[Work required]: After locating the line with "Target: man in dark shirt", reproduce that line and every one following it exactly, up to the end of the entries.

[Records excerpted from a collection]
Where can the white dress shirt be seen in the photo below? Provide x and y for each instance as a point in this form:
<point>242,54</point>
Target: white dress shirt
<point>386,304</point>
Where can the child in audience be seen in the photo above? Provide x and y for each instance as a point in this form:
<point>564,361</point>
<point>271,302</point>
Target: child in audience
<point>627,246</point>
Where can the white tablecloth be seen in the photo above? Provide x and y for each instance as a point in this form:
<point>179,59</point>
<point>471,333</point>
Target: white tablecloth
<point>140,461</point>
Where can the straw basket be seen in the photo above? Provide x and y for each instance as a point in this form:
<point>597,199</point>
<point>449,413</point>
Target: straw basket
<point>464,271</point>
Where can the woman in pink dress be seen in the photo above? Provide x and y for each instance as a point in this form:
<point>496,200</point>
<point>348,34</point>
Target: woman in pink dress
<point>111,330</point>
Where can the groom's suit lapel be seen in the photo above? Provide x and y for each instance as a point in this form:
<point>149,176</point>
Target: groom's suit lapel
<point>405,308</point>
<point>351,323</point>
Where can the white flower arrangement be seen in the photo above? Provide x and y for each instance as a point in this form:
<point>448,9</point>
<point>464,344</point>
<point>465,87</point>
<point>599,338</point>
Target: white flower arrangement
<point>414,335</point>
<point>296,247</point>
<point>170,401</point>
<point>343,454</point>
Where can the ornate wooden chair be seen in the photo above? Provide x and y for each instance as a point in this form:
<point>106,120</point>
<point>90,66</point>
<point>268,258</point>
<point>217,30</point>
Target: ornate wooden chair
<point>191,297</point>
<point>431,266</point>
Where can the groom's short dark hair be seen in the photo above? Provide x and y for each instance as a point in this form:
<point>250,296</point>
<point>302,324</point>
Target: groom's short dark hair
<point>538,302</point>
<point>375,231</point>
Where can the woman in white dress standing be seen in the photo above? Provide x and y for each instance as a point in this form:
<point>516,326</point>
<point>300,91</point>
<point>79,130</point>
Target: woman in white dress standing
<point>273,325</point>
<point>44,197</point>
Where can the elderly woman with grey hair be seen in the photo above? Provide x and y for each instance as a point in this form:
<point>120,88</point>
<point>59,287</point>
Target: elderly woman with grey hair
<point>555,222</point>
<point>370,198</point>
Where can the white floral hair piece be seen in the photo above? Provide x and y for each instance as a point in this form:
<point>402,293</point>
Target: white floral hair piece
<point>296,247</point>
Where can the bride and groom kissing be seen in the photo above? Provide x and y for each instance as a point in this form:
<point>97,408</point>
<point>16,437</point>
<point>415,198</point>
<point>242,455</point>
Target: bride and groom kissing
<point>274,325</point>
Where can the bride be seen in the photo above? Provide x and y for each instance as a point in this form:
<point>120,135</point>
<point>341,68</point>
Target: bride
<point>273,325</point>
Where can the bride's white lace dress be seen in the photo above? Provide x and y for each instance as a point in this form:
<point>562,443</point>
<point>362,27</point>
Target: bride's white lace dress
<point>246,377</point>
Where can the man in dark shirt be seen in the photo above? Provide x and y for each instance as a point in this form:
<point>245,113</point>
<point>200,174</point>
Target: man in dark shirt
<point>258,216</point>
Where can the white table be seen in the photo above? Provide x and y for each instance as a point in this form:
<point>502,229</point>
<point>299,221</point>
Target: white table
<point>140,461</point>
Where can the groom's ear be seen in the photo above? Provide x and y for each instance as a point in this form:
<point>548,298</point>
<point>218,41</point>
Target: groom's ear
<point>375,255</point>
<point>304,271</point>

[Response for this exercise]:
Target: man in dark shirt
<point>258,216</point>
Where can the white table be seen in the photo above? Provide x and y for each instance as a point in this form:
<point>502,229</point>
<point>299,221</point>
Target: white table
<point>140,461</point>
Where can the groom's ear be seen in the photo above? Provide x and y for each instance as a point in this form:
<point>548,298</point>
<point>218,41</point>
Target: groom's ear
<point>375,255</point>
<point>304,271</point>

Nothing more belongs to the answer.